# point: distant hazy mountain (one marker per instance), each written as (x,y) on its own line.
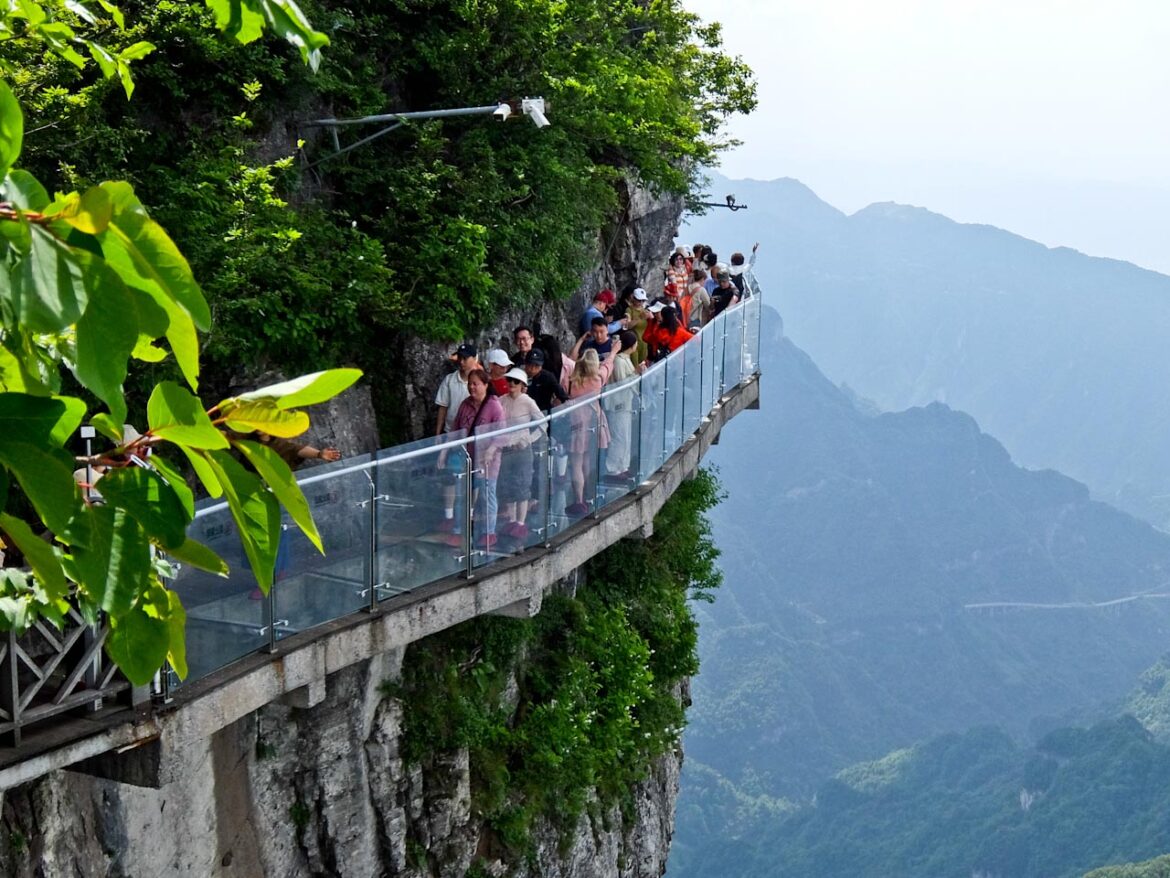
--
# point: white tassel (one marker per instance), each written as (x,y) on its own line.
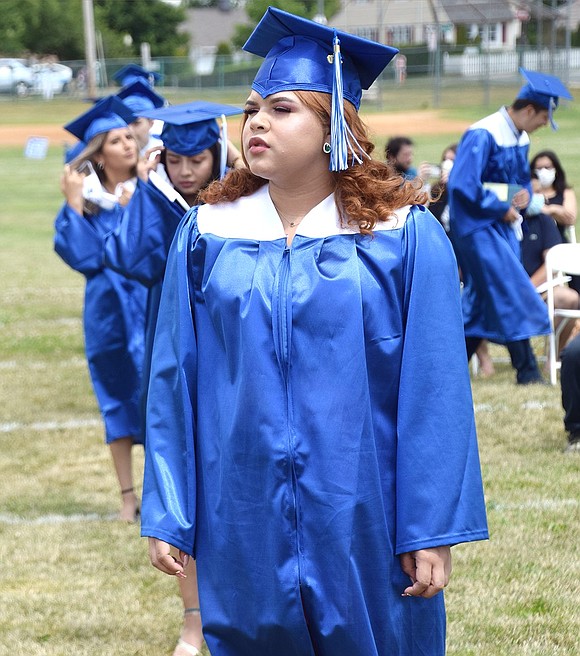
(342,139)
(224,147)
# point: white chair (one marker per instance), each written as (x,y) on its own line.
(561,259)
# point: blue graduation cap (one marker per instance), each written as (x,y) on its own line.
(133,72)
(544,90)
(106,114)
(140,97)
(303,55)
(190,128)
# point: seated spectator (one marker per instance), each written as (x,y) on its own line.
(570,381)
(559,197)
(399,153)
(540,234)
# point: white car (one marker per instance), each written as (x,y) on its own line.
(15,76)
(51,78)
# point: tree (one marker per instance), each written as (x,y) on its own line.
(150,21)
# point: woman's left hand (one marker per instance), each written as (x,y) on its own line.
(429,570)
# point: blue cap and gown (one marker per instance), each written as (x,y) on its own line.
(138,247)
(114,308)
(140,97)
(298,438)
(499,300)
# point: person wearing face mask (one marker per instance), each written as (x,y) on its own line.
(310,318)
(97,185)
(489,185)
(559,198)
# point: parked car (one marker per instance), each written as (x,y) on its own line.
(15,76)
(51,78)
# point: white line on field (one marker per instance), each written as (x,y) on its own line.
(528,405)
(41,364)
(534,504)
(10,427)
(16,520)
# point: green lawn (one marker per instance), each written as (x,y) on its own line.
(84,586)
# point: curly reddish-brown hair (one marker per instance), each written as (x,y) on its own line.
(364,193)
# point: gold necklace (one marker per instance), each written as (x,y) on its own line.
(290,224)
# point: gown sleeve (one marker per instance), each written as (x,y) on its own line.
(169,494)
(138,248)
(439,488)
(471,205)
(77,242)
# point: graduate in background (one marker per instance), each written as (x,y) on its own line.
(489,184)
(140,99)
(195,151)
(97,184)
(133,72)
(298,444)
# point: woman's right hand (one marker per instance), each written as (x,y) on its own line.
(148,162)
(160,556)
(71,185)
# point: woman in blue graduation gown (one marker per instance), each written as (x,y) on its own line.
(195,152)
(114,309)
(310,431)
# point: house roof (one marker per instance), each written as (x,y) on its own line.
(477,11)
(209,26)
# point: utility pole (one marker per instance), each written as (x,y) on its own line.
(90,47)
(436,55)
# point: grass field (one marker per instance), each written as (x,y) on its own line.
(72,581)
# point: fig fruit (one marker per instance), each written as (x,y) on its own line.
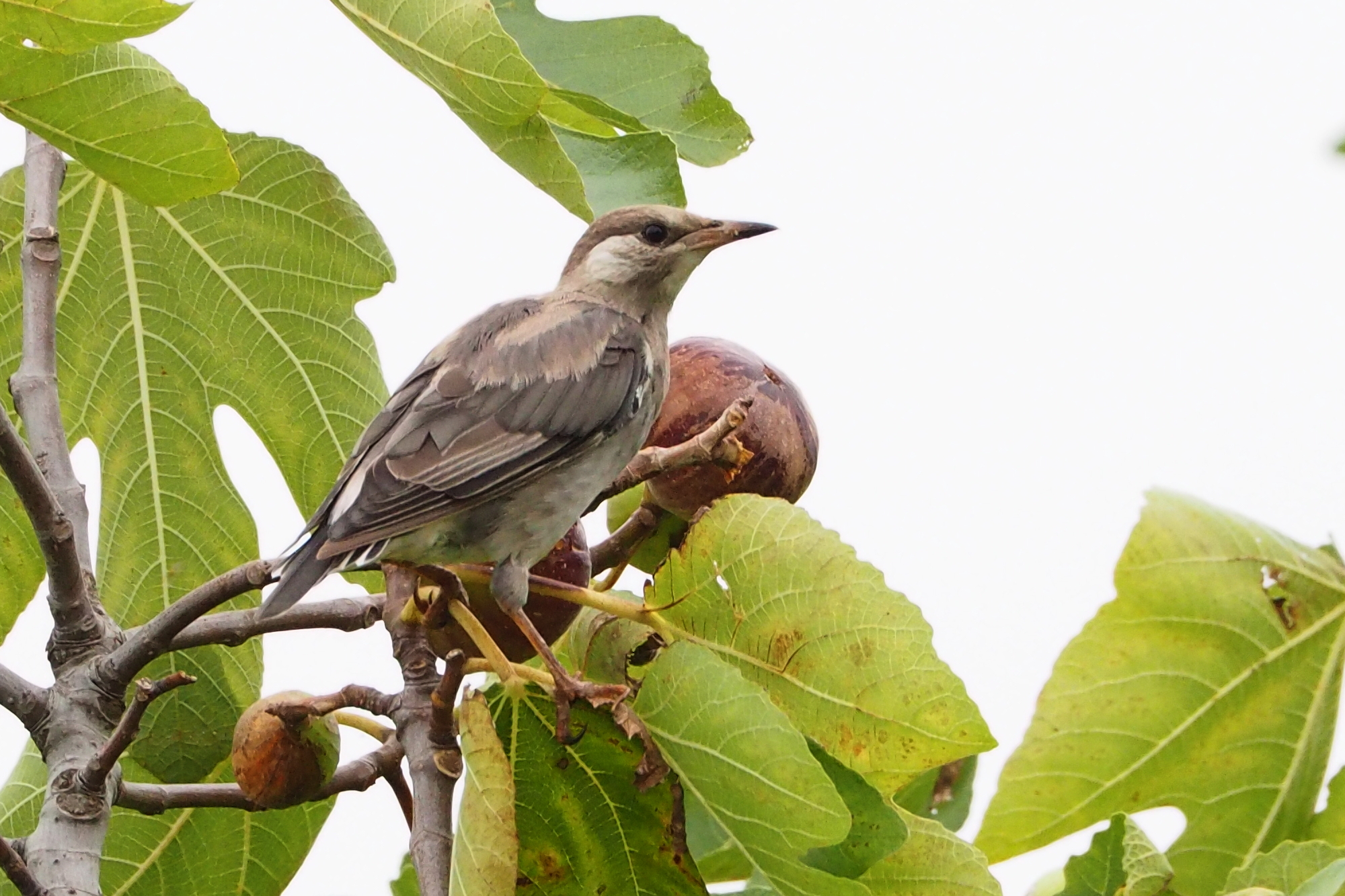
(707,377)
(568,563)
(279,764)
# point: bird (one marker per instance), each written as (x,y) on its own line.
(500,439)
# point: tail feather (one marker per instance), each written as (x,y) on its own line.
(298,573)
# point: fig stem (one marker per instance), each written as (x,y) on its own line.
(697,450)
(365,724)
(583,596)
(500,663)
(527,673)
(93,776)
* * *
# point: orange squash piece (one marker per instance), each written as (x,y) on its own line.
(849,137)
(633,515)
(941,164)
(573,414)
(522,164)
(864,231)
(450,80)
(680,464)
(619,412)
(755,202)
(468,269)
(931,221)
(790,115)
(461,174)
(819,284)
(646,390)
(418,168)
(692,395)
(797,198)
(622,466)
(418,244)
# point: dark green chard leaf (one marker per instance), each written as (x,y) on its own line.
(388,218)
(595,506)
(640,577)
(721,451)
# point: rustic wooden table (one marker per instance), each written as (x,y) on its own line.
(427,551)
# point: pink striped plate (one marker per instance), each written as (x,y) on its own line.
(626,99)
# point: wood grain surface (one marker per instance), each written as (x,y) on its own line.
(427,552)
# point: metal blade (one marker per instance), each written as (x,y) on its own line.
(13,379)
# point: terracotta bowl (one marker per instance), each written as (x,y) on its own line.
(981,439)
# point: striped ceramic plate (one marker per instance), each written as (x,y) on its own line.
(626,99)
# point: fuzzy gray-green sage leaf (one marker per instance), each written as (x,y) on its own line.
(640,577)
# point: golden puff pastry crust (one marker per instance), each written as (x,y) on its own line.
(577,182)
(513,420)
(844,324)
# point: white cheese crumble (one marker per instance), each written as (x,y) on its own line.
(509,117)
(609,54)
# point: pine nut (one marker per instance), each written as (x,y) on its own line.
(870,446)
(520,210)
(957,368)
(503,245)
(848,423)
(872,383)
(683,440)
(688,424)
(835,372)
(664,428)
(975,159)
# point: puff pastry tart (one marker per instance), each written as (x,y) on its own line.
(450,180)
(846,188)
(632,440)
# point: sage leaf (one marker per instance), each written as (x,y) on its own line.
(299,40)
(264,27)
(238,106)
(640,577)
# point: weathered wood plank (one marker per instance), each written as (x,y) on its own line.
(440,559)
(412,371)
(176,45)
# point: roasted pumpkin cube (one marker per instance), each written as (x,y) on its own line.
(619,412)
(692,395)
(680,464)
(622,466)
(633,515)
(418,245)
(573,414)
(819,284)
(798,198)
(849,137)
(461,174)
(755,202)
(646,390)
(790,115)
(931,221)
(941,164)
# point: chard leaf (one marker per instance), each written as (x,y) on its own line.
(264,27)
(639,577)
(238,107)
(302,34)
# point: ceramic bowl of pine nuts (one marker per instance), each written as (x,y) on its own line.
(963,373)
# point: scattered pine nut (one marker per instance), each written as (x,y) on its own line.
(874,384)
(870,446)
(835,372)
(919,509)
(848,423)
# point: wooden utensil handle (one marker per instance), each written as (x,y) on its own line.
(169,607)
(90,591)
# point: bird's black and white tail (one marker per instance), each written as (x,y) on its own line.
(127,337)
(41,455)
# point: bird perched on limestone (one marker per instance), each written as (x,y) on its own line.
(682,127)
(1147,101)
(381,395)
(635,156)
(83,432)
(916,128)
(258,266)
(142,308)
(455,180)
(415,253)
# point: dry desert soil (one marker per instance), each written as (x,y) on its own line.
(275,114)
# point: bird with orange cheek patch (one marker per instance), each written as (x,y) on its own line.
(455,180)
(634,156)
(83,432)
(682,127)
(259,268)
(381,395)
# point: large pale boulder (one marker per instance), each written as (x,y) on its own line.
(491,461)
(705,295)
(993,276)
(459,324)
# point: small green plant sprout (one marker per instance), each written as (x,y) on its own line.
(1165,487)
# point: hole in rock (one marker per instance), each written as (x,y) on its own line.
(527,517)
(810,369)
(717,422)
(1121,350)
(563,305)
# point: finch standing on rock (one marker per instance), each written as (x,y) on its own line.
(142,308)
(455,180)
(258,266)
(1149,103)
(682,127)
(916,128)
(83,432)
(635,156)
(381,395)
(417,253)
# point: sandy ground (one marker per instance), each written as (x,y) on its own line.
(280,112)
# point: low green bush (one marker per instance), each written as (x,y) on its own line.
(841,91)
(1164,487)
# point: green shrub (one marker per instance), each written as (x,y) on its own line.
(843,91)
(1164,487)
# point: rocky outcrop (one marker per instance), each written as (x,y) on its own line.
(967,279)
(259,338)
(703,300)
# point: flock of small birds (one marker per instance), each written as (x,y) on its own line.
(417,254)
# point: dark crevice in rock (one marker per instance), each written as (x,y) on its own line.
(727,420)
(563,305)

- [Instruction]:
How many lines of the material above contain the string "pine", with case counting? Reply with only the number.

- [The answer]:
3